── Dataset

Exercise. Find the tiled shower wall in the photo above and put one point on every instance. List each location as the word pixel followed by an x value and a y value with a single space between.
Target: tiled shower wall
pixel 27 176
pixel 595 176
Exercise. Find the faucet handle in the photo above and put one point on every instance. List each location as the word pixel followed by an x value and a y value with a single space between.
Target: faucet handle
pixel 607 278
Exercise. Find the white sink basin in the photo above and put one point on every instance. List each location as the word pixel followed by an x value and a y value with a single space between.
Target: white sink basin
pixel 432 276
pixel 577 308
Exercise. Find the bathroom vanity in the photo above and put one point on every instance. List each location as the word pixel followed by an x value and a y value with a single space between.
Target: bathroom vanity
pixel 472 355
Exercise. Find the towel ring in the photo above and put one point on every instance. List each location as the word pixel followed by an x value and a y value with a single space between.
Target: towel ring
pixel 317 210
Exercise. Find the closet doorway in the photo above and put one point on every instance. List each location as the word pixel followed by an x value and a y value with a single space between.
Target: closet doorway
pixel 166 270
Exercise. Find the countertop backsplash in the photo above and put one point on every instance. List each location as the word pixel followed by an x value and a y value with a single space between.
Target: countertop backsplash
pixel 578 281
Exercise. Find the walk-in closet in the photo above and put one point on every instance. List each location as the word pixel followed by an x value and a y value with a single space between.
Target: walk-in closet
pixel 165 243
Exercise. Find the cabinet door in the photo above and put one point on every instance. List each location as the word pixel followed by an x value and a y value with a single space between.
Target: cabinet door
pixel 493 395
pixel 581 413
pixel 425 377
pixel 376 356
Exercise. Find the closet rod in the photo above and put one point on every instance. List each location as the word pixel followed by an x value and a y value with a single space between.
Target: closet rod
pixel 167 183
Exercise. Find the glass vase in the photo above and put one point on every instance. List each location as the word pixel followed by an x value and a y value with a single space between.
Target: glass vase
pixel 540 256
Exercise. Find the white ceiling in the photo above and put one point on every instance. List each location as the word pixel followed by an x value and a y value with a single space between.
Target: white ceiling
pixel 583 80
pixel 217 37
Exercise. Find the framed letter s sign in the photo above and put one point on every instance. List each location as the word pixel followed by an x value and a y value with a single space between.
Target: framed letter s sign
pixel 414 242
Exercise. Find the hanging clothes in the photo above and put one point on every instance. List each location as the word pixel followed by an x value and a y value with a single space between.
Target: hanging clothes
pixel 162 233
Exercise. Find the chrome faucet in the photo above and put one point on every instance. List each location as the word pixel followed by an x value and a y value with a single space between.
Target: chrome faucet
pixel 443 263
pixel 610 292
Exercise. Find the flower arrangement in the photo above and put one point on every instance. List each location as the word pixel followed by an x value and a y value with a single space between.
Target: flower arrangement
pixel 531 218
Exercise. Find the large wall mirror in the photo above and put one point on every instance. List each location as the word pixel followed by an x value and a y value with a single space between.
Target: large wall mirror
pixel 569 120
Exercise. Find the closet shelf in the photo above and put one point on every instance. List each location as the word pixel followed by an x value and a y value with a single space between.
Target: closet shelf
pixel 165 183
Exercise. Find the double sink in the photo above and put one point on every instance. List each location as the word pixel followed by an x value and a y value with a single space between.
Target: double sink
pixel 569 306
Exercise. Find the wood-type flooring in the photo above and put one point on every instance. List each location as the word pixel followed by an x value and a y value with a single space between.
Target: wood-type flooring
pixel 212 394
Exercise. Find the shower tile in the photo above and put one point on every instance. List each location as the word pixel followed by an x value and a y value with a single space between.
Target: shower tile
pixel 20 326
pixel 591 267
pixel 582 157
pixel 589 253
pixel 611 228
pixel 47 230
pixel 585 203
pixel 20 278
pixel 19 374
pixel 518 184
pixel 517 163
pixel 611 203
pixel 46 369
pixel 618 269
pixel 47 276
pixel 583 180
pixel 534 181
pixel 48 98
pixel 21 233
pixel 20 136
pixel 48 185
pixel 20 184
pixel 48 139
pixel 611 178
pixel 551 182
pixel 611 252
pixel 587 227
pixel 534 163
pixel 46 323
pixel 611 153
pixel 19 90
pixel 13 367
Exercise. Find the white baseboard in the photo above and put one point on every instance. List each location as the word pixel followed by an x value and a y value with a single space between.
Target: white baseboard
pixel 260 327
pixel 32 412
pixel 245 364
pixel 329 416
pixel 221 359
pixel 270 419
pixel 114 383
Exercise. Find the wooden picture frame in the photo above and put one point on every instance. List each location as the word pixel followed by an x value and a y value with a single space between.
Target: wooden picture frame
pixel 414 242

────

■ **Assignment**
In the listing above, find the line containing "Exercise. Find the flower" and the line containing "Exercise. Find the large", then repeat those two lines and everything between them exactly.

■ **Solution for this problem**
Exercise. Find the flower arrangement in the photo above and put one point on every instance. List each location as the word pixel followed by an x value and a y value with a single space between.
Target: flower arrangement
pixel 531 218
Exercise. Find the large wall mirror in the photo above and put one point on every instance. List each location as the word pixel followed by an x value and a y value with a single space between.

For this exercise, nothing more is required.